* The problem
Copy, without any change, the lines from the one that holds "Point out banner" through the final line of the material below.

Listed records: Begin

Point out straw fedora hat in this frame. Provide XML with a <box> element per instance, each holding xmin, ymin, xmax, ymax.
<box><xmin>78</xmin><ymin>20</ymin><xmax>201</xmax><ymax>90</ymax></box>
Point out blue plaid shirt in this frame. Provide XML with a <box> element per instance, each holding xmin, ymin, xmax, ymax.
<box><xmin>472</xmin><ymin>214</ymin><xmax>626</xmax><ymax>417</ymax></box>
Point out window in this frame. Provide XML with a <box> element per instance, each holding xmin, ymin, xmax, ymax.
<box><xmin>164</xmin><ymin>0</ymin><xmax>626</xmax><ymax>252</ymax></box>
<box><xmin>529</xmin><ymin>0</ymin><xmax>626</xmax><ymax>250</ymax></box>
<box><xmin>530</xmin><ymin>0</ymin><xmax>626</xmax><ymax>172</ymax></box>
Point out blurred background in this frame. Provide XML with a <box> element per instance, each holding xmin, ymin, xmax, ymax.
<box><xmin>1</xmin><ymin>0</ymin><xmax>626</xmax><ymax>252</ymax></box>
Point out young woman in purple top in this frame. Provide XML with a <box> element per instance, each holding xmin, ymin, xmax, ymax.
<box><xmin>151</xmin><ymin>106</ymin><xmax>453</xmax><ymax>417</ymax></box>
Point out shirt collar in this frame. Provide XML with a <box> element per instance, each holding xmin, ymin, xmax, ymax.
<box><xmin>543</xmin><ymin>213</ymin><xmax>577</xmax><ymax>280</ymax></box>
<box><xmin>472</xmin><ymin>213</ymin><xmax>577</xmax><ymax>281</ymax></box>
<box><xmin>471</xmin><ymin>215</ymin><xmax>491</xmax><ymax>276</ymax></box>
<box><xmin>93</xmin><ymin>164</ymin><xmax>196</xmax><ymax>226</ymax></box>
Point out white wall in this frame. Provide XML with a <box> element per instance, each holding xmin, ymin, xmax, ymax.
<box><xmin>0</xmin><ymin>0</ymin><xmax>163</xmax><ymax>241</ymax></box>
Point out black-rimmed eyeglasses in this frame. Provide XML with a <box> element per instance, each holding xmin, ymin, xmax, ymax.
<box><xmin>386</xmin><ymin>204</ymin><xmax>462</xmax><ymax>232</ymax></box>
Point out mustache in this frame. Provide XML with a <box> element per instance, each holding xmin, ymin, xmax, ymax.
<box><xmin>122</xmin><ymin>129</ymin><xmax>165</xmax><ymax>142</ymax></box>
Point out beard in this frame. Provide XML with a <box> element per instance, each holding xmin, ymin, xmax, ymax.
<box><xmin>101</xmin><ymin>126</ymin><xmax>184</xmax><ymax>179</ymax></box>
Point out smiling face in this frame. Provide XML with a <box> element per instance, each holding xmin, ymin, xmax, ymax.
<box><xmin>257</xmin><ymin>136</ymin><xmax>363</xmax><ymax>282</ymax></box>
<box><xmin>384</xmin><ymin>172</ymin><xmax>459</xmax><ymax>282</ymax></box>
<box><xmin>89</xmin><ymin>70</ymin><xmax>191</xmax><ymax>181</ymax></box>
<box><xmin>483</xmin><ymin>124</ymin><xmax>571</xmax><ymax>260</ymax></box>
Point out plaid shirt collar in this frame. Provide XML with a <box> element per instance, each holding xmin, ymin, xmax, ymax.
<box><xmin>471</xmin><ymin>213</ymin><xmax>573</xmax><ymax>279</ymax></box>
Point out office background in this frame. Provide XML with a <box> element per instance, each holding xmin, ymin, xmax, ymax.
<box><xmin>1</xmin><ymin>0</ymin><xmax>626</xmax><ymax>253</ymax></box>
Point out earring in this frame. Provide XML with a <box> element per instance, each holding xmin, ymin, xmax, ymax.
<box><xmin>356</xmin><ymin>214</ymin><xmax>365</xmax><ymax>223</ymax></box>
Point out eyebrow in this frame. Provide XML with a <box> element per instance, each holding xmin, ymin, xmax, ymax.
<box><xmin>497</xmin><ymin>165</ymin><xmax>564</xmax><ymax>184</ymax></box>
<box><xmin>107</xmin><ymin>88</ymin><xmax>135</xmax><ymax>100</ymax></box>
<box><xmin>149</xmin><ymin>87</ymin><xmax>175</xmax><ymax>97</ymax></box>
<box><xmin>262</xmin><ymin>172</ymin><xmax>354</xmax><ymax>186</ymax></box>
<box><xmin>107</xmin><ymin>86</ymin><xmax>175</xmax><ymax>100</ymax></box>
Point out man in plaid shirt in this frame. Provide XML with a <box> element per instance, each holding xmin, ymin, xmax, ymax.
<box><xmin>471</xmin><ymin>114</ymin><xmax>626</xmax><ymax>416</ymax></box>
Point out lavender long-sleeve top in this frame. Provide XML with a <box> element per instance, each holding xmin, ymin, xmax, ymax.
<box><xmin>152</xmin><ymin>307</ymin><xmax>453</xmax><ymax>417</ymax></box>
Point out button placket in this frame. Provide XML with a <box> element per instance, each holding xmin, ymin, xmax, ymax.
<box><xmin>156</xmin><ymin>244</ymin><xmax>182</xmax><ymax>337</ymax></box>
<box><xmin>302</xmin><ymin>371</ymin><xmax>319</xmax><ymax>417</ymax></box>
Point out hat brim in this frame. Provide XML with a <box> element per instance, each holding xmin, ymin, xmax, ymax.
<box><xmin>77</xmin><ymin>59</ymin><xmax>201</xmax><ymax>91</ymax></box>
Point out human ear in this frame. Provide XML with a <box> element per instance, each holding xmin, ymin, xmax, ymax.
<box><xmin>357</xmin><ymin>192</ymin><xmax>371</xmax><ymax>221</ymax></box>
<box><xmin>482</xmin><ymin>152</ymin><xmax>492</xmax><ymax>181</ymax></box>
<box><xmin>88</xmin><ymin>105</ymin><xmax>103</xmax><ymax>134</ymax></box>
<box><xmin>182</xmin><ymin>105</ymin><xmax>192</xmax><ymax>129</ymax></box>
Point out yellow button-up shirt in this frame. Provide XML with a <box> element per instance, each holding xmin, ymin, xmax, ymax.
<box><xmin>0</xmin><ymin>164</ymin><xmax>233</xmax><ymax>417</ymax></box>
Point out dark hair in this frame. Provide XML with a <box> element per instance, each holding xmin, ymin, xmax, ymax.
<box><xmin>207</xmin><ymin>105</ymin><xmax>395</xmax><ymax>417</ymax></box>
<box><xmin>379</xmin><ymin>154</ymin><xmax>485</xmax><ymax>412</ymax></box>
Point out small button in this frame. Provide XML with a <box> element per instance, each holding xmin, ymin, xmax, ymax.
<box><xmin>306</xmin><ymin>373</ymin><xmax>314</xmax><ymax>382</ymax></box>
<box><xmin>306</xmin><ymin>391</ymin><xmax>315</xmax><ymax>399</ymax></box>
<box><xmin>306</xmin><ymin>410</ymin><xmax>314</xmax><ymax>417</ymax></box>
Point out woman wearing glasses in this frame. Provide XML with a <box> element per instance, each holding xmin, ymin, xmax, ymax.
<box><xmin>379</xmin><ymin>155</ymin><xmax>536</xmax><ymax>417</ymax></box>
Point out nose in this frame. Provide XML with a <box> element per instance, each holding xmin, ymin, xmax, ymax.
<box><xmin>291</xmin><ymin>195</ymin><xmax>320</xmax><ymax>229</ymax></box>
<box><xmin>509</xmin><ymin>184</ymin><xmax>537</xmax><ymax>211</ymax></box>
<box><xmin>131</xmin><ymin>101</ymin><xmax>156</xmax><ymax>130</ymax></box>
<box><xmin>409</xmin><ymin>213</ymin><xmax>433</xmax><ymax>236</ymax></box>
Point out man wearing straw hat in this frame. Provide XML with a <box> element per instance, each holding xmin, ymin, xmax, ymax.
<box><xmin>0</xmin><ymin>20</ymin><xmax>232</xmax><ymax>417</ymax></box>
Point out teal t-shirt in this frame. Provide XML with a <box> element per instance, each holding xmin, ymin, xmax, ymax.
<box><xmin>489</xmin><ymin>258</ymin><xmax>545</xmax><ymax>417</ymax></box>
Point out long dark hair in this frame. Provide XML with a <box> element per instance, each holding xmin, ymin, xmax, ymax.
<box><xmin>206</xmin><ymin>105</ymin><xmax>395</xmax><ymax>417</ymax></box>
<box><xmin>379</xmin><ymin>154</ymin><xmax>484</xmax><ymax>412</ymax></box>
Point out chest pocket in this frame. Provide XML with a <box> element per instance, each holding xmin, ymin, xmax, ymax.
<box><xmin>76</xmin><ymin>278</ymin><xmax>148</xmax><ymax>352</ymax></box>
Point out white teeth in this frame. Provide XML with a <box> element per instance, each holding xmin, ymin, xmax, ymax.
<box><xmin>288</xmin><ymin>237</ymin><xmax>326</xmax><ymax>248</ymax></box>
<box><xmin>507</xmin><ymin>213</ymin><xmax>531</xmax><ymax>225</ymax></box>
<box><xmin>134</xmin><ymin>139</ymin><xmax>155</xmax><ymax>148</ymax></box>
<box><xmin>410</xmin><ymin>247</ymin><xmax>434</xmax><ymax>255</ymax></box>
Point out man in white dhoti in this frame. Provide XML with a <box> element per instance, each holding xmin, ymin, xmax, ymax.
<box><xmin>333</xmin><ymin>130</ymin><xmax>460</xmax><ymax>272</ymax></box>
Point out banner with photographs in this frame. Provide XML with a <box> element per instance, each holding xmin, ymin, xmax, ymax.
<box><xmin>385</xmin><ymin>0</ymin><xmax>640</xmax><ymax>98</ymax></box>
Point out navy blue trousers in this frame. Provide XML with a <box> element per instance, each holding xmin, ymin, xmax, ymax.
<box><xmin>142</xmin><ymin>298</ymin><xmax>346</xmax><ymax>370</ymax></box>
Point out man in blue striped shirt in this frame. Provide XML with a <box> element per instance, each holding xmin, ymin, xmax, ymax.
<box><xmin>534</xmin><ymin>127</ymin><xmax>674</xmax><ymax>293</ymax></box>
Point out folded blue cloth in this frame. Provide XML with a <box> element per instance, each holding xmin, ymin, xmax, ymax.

Listed records: End

* Solution
Point out banner with photographs in this frame. Provide XML with a <box> element per instance, each holding xmin, ymin, xmax, ymax.
<box><xmin>385</xmin><ymin>0</ymin><xmax>640</xmax><ymax>98</ymax></box>
Point out navy blue trousers in this frame. Provide XML with a <box> element per instance, each holding xmin, ymin, xmax, ymax.
<box><xmin>142</xmin><ymin>298</ymin><xmax>346</xmax><ymax>370</ymax></box>
Point out man in blue striped shirt in this frame. Provide XML with a <box> element per instance, each holding xmin, ymin, xmax, ymax.
<box><xmin>534</xmin><ymin>127</ymin><xmax>674</xmax><ymax>293</ymax></box>
Point out folded blue cloth in this frame. Provide XML with a <box> element per instance, each holding xmin, ymin, xmax, ymax.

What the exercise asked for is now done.